- _Exercise details_: Copy the listing below with every "intersection tally" swapped for "overlap count" and all other text left as is. Omit the pictures from your copy.
--- Supplied entries ---
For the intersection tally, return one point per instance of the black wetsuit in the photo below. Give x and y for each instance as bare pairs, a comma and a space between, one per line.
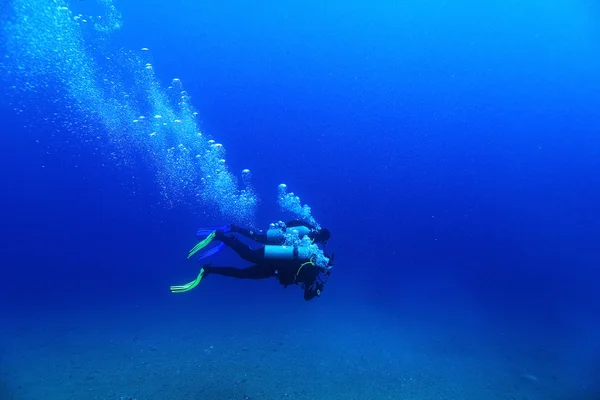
261, 236
288, 272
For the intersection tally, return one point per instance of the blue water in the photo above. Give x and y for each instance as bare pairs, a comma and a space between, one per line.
450, 147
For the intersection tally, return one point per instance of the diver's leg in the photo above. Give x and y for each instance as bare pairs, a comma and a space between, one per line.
258, 236
256, 271
243, 250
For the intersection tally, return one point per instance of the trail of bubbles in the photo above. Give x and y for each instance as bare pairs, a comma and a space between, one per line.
117, 101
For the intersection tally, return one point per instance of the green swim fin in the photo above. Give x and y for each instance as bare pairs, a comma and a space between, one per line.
202, 244
188, 286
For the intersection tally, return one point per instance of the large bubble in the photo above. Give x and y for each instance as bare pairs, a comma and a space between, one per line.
111, 97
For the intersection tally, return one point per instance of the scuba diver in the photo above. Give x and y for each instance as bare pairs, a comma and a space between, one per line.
304, 265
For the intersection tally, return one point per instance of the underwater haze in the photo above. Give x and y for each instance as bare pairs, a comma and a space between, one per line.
452, 149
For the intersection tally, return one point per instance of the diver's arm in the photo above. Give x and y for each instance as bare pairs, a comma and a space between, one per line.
257, 236
313, 290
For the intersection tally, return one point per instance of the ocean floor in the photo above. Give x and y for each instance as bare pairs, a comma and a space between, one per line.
249, 352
---
- _Full output_:
For the overlap count, return one point per instance of the black wetsuit in the photo below. Give x and y for each instance as bare pairs, a comma and a space between, one per line.
261, 236
288, 272
For the overlap count, return one point per instance of the blue water in the photo above. Give x and y for each instance as bare pairs, a comma and a space between, one per line.
450, 147
For the overlap count, return one point per instance of the diver's leg in the photo above. Give x and y for each instance as bare pairs, a comma and a space between, one per line.
258, 236
256, 271
243, 250
For the overlap count, return one point per instance of the trail of bubbles in the photo above. Give x and y for each instance as bare pairs, a comma and a space between, one per line.
117, 101
For the overlap count, return one point per instance of the green swim fin in the photo above. Give x and y for each instance as bare pairs, a comma and a space between, one per line.
202, 244
188, 286
For the overlap count, return one point per instance of the large bubble in the photo above. Give x and y for each instance as bare pairs, a comma and a space between, one per line.
111, 97
For the overlap count, return one point per instance of the scuba diver in the photo above. Give x and y for each instance as bare pairs, a comma and a space between, one per line.
304, 265
For the overlap count, return one point per instance of the underwater haze in the photo above. Give x and y for each instance as bare pairs, a comma and a space between, one per line.
452, 149
For the overlap count, return one point per instance of the diver's arm in the photo above. Give x and y for each instance as bare pairs, a comma and a space between, one per line.
257, 236
313, 290
For the overlap count, return one point per instance of the ocean floor in the photo above. Give x and y for each instance as bare pairs, a comma and a space between, one per line.
249, 352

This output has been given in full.